Source extract:
It’s every NBA fan’s least favorite time: the dog days of the offseason.
Along with the horrifying lack of basketball, it brings a flurry of tiresome debates: Why NBA 2K ratings are underrating my favorite player on my favorite team, why it’s heresy that a bad veteran is ranked below a rising star in ESPN’s NBA Rank, and of course, LeBron vs Michael Jordan.
There is very little to argue about within the Knicks fanbase following a successful season and with one of the most debated Knicks ever, Frank Ntilikina, likely on his way out. However, one debate has had some momentum behind it: Is Immanuel Quickley a point guard?
IQ, who played the position full-time in high school before a hiatus at Kentucky, will tell you he is.
Many critics, who have seen his 2 assist per game average and his propensity to chuck shots at the drop of a hat, will tell you he isn’t.
While trying to answer this question myself, I find myself pondering a different question altogether: Does it matter?
One of the biggest buzzwords in the NBA right now is “position-less,” though you won’t find many rosters that aren’t starting some form of shorter player responsible for bringing the ball up. That’s about where the necessity of a pure point guard in today’s NBA stops.
In 2021, nine of the top 20 qualified assist leaders were 6’6” or taller—and that’s not counting 6’9” LeBron James, who would have joined them with his 7.8 assists per game if not for injuries. Distributors are necessary, but the bulk of it does not have to come from a traditional point guard.

Set of tasks:
1/ Decide whether each statement below agrees with the Quickley article. Answer yes or no, and quote the deciding words of the article exactly.
(a) Immanuel Quickley played point guard full-time at Kentucky.
(b) In 2021, nine of the top 20 qualified assist leaders were 6’6” or taller.
(c) Quickley averages 5 assists per game.
2/ Reproduce the Quickley article word for word from "One of the biggest" up to and including "today’s NBA stops.".

Material:
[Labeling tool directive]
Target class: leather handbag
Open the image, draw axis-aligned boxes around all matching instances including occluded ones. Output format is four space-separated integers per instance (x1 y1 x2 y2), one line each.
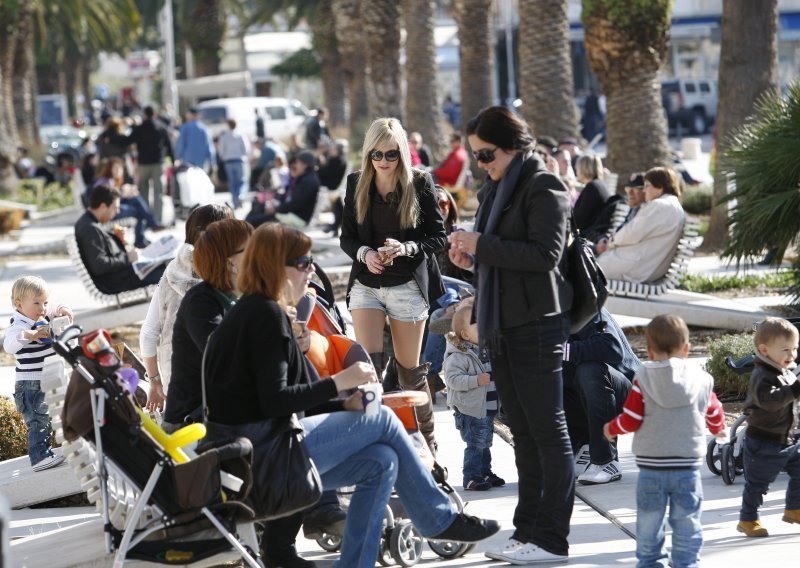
566 216 608 334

Results for the exercise:
1/
(a) No: "played the position full-time in high school before a hiatus at Kentucky"
(b) Yes: "In 2021, nine of the top 20 qualified assist leaders were 6’6” or taller"
(c) No: "his 2 assist per game average"

2/
One of the biggest buzzwords in the NBA right now is “position-less,” though you won’t find many rosters that aren’t starting some form of shorter player responsible for bringing the ball up. That’s about where the necessity of a pure point guard in today’s NBA stops.